#### 本文
----

アダルトチルドレン(以下、略称のACと表記)という言葉をご存知でしょうか。

昔流行った概念なのですが、現在は毒親という言葉に取って変わられた感もありますし、また元々の言葉の意味自体も拡大解釈されている部分もあるようです。

 

ここではあらためて「ACとは?」に触れていきます。

 

本来のアダルトチルドレン(AC)の意味

ある家に生まれた子どもがどのようなプロセスを経てACに至るのでしょうか。

下記のプロセスの説明は、家族機能研究所の斎藤学先生の知見をお借りしたものを自分なりの言葉に置き換えたものです。

----

#### 表示情報
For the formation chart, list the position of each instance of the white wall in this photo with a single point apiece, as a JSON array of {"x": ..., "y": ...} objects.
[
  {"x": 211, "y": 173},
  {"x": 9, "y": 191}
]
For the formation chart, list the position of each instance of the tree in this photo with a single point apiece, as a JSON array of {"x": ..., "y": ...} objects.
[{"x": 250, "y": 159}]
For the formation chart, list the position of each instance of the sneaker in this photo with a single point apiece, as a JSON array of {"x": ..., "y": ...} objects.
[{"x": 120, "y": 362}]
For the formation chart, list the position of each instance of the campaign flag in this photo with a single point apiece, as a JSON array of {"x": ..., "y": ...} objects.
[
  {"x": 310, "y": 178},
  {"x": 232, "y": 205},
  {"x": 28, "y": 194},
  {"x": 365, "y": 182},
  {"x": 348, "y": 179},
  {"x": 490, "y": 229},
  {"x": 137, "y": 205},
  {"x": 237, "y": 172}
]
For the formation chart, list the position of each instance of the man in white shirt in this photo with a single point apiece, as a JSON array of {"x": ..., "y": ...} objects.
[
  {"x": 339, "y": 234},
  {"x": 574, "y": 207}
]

----

#### 演習の目的
アダルトチルドレンについての本文の最後の文に続く部分を書いてください。

#### 演習の結果
①ある嗜癖的(*1)な男女が出会い、共依存的な関係(*2)をもつ

②その嗜癖的な環境(家)に子どもが生まれる

③嗜癖的な環境(家)で育った子が成長して大人になる=AC

④大人になったその人(AC)も共依存傾向をもつ

⑤上記①に戻る → 負の連鎖

 

*1:嗜癖(別名アディクション)とはある特定の習慣にのめり込んでいる状態。アルコール、ギャンブル、薬物、セックス、買物、仕事、摂食、ゲーム、自傷、ひきこもり、(自己犠牲的に)他者をお世話、DVや虐待などに不健康に“ハマっている”状態。いずれも目的は「自分をなだめること(スージング)」。感情的動揺や空虚さを自力でなだめることが困難なため、「自分以外」に頼らざるを得ない苦しい状態。行為レベルでは問題視されがちだが、目的レベルではセルフヘルプという大切な手立て。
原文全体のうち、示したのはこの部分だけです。